Passage shown
Begin
Persuasion
Social Influence Versus Relational Value
What really motivates us?
Posted November 12, 2021 Reviewed by Tyler Woods
Key points
- There is a crucial difference between social influence and relational value.
- Social influence is the capacity to influence others according to one's interests.
- Relational value is the felt sense of being known and valued by important others.
- Our society is structured on social influence much more than relational value, and this is likely related to our mental health problems.
What is the fundamental driver in relationships? Is there a core social need that humans have?
In my first book, A New Unified Theory of Psychology, I answered this question in terms of social influence (see here). Social influence can be thought of as both a process (i.e., how one person influences another) and a resource (i.e., how much influence one has). Coming from a broad and general evolutionary perspective, I reasoned that people were motivated to acquire social influence, which can be defined as the capacity to influence others in accordance with one’s interest. I argued that the resource of social influence could be framed in terms of: (a) competitive rank, or “power dynamics,” such that we could achieve it by being more competent, effective, attractive, virtuous, or higher up in the dominance hierarchy, and (b) there were cooperative or “love dynamics,” such that we achieved influence via belonging and connecting with others and engaging in reciprocity. These arguments are valid and have received much empirical support. The book, The Status Game: On Social Position and How We Use It, gives a good overview of this view.
End
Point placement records
Begin
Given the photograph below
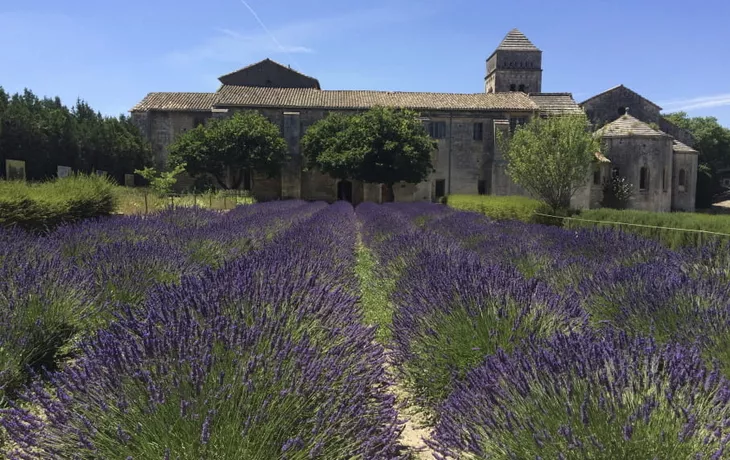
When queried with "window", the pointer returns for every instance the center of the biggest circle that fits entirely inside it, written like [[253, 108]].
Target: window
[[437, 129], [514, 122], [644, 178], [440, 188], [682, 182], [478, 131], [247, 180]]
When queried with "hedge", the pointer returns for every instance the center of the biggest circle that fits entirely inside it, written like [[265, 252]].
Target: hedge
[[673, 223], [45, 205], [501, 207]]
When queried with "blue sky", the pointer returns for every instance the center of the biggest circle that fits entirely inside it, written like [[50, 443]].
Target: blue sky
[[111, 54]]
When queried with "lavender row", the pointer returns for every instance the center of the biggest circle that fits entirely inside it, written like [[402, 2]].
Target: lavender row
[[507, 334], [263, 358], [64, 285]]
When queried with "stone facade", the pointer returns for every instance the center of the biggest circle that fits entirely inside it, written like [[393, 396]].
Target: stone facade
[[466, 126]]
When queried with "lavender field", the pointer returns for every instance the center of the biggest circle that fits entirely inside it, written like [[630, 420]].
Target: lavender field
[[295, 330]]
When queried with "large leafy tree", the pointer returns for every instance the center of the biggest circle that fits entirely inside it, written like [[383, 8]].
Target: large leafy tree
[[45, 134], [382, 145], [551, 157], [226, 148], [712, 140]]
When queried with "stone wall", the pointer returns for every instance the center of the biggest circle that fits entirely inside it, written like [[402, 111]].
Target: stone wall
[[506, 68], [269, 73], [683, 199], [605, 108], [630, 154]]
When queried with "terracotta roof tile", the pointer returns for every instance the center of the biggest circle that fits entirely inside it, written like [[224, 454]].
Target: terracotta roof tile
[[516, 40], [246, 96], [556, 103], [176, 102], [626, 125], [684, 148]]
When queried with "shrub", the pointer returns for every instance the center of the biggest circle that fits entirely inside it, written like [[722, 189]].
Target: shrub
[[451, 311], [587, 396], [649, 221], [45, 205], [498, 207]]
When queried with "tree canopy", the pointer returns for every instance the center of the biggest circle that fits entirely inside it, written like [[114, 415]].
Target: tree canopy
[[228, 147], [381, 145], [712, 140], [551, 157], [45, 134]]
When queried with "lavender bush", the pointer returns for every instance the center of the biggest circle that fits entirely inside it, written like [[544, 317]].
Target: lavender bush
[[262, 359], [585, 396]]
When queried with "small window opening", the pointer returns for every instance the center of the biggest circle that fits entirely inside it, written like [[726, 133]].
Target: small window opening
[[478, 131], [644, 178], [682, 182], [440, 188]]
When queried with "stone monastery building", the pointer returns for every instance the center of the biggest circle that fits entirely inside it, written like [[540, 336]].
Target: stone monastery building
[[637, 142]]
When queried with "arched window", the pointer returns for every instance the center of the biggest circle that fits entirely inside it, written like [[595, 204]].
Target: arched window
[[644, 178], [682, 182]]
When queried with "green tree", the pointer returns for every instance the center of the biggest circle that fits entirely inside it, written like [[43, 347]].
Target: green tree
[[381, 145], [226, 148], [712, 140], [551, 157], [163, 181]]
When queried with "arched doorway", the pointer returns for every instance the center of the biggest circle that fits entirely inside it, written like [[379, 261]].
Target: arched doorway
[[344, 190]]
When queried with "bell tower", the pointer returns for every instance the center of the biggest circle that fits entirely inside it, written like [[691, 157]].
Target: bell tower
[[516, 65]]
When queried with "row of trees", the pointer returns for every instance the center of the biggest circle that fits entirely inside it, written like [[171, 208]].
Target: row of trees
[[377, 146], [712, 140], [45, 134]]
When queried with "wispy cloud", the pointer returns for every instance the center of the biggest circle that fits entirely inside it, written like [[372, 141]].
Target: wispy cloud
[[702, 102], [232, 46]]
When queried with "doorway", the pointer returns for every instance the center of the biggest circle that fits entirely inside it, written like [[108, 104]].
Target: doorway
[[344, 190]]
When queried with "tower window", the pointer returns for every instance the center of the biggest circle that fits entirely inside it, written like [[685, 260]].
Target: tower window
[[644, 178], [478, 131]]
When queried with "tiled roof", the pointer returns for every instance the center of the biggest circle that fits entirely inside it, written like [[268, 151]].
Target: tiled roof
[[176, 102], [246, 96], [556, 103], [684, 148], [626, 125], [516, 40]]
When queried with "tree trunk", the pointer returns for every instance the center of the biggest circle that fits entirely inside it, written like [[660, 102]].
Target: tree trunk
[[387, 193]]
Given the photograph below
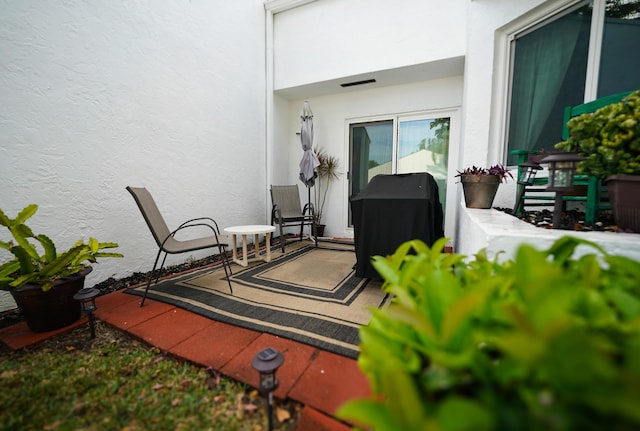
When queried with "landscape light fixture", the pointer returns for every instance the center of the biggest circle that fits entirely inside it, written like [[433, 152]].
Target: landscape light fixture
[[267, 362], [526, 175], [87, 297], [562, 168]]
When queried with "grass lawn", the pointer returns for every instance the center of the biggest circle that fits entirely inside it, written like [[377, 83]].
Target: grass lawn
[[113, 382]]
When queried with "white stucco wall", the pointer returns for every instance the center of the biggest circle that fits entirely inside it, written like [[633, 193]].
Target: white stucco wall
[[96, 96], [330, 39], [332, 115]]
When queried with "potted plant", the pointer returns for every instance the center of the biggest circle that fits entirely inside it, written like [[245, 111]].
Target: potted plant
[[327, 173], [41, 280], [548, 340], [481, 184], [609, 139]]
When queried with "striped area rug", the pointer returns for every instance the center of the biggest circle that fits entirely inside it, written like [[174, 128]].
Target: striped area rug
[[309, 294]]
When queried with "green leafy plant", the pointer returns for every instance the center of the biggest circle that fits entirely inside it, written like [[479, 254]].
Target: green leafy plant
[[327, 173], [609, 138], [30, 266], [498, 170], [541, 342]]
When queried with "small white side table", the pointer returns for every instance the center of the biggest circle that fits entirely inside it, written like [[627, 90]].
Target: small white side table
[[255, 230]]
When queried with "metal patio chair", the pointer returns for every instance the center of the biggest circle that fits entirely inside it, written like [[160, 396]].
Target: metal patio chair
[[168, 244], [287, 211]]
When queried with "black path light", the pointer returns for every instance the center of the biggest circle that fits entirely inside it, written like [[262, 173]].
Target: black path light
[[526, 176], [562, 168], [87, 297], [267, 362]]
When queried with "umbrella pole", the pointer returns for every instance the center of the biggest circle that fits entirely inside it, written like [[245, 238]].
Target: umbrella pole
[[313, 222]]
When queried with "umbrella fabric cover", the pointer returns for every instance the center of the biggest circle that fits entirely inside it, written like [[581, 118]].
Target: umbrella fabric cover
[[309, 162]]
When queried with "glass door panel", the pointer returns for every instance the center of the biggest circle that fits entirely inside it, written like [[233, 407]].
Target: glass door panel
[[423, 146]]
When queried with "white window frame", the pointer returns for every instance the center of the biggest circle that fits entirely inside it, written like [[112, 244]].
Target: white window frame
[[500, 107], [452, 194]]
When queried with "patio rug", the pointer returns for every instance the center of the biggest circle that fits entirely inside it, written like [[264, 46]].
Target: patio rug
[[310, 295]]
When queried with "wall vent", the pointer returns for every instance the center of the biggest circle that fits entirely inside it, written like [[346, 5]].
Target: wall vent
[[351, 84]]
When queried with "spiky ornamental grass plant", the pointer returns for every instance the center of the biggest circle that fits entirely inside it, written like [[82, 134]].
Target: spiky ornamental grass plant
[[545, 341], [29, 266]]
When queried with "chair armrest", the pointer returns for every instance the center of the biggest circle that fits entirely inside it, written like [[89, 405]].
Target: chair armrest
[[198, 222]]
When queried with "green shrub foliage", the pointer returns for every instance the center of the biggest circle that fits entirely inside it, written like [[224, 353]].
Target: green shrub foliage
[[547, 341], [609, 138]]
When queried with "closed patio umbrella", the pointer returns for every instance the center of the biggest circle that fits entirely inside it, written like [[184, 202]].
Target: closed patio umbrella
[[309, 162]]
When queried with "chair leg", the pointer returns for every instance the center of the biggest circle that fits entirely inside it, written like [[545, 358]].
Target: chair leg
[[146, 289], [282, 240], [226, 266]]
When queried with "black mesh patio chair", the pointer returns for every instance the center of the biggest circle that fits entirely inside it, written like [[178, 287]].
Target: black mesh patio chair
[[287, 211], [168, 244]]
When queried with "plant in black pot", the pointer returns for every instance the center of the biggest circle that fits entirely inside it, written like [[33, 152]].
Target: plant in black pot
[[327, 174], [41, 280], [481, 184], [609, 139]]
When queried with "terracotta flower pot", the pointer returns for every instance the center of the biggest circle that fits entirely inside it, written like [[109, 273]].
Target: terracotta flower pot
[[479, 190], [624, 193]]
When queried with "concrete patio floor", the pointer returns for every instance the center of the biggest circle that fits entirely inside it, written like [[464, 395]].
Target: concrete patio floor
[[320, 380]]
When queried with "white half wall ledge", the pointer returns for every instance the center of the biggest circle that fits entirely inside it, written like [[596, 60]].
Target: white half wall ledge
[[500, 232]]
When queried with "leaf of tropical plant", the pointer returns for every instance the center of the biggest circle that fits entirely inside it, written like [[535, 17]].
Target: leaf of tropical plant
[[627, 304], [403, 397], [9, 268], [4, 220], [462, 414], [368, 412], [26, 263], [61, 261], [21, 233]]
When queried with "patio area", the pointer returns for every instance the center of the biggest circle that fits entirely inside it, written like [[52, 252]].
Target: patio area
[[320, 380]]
End
Begin
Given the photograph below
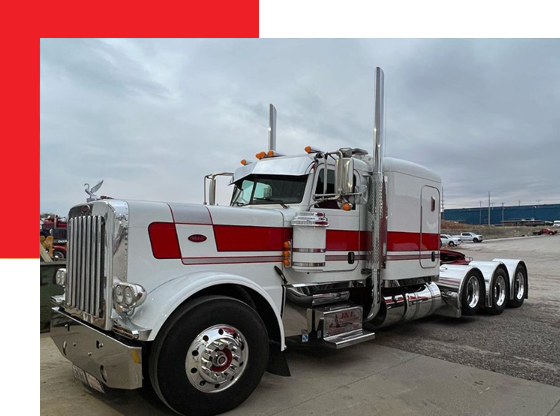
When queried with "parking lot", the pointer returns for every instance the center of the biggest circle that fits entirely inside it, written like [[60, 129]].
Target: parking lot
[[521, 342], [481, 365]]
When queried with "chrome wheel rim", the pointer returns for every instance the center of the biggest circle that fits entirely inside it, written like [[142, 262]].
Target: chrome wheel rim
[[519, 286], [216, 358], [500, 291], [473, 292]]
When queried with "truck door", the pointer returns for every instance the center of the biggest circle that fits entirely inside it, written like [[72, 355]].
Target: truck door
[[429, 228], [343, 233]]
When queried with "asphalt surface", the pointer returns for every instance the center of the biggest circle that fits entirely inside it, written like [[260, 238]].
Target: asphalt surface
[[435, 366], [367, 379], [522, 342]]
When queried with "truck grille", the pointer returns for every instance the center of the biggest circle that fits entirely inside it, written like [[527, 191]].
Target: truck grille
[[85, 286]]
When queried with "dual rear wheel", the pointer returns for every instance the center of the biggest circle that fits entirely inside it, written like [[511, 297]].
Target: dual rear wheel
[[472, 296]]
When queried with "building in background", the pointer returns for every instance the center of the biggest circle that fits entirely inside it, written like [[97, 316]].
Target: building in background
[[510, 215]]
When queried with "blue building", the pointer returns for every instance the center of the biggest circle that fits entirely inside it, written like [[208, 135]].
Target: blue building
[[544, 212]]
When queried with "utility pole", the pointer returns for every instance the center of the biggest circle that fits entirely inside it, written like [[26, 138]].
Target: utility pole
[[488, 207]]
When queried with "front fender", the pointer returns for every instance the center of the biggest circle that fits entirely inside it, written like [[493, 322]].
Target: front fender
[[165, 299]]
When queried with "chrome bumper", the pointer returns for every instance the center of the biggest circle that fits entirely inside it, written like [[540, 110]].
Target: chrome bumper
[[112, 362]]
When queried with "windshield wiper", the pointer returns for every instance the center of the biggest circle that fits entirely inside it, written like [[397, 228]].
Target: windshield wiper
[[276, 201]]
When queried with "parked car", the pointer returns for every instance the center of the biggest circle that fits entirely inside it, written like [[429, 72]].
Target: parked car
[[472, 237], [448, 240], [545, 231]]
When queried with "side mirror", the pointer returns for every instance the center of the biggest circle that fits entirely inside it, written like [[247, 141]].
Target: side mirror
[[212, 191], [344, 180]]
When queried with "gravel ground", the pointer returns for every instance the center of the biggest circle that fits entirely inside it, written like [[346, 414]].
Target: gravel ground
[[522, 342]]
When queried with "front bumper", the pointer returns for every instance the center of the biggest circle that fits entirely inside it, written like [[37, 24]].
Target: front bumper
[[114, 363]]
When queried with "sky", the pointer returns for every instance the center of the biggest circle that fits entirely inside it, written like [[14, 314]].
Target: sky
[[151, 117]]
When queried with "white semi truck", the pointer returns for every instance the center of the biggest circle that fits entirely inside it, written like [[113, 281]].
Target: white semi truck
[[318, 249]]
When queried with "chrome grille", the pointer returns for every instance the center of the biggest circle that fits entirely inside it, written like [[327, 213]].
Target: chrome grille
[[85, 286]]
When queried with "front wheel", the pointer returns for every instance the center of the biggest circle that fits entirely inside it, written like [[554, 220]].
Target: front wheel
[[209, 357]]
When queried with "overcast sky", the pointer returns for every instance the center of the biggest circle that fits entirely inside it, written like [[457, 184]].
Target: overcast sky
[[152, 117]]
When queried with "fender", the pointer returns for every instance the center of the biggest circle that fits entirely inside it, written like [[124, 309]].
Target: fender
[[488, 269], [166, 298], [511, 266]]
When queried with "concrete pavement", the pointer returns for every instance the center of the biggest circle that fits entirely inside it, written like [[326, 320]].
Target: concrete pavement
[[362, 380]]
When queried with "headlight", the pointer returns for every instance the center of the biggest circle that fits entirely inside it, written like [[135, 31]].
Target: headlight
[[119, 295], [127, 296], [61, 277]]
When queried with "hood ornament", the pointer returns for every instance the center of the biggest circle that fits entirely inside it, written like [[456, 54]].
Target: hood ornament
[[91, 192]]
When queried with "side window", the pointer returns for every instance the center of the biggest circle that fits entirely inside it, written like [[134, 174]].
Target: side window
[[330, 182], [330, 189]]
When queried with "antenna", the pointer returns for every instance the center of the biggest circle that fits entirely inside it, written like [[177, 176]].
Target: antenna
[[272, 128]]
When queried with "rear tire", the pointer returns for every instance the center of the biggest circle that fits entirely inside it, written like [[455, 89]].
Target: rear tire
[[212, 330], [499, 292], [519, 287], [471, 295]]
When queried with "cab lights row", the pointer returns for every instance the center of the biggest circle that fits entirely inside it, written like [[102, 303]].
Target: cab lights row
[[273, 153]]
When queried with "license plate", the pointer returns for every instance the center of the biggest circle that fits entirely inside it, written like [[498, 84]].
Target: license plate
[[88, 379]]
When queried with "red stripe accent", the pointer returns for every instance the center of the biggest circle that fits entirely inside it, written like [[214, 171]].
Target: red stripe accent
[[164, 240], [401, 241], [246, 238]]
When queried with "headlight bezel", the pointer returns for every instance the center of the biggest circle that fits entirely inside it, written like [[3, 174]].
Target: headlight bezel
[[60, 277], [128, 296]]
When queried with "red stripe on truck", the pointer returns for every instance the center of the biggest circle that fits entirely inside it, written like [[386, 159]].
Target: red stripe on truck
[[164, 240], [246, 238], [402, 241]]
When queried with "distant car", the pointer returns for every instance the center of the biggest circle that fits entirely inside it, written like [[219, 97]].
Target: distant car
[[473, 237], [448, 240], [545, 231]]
End
Begin
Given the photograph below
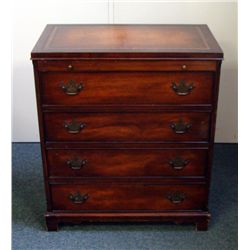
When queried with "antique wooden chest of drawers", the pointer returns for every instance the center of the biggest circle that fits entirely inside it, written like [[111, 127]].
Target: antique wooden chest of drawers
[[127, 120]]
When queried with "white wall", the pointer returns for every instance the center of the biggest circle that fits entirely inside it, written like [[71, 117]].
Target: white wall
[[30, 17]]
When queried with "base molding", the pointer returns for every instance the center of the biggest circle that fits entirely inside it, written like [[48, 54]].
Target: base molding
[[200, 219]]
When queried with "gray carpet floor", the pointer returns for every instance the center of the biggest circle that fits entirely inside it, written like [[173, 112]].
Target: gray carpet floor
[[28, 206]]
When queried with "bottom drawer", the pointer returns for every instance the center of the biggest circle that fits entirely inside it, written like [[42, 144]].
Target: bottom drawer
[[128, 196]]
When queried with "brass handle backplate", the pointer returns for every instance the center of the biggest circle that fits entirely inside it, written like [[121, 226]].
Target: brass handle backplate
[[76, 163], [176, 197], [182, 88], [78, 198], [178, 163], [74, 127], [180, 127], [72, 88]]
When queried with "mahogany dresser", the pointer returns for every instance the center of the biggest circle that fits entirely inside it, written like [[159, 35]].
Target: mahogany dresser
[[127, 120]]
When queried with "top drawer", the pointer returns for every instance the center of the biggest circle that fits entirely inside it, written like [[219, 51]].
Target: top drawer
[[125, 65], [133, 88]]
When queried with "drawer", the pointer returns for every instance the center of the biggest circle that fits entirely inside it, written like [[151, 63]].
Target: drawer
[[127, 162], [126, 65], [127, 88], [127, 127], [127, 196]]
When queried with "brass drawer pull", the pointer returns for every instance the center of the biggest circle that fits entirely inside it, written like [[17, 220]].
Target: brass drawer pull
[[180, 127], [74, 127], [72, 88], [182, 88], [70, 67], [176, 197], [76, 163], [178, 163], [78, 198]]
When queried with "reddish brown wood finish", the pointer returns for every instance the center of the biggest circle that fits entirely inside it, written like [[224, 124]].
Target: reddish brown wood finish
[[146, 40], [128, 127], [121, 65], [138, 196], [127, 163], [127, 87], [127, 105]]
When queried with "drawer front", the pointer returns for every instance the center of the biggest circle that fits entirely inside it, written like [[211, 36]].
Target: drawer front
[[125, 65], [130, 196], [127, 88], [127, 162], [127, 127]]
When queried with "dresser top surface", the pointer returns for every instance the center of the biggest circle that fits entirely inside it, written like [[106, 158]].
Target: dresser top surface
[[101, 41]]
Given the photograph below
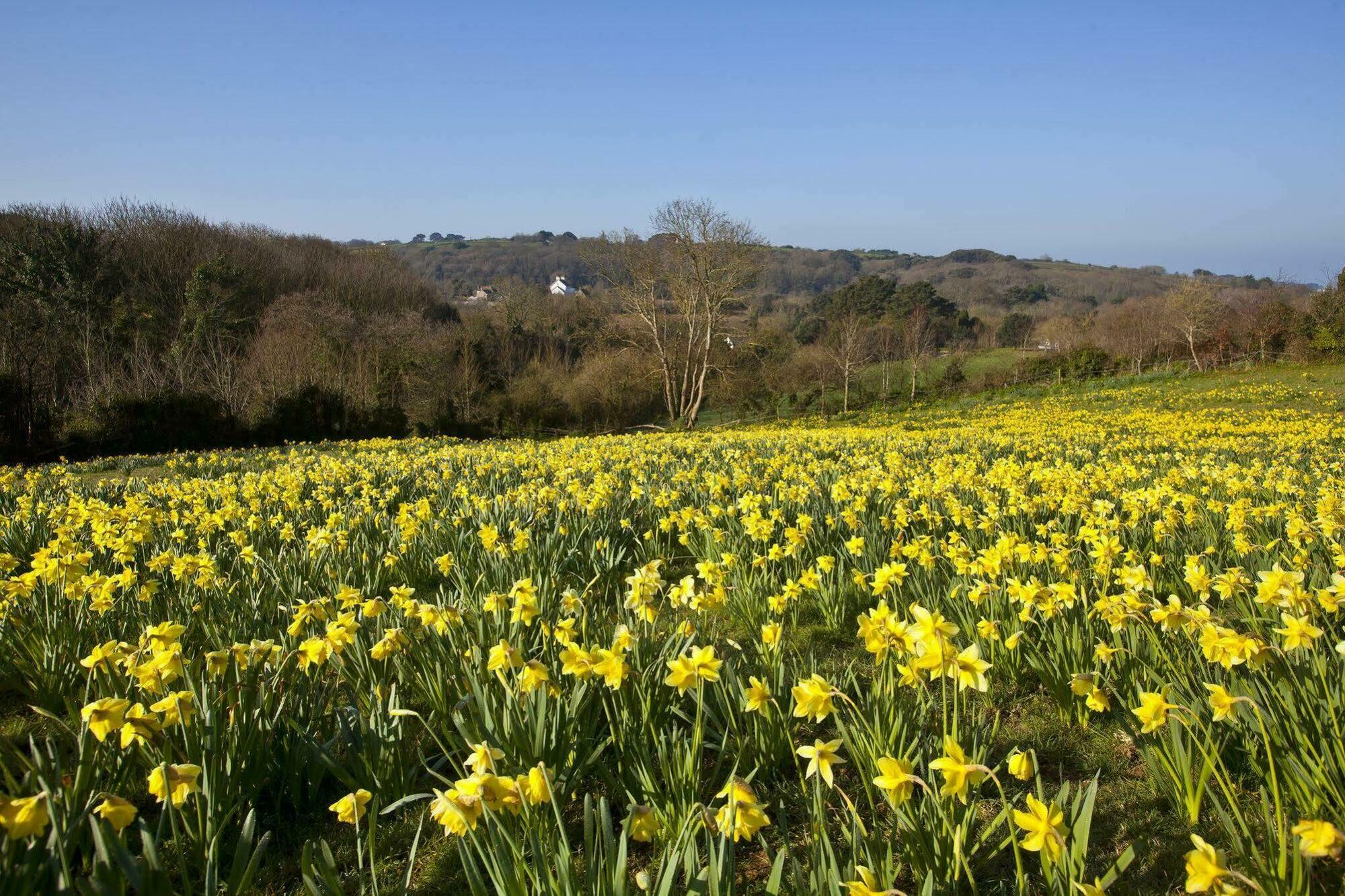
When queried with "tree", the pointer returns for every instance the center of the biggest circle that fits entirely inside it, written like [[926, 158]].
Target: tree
End
Written request
In the article on social influence versus relational value, how is relational value defined?

Reply to the exercise
Relational value is the felt sense of being known and valued by important others.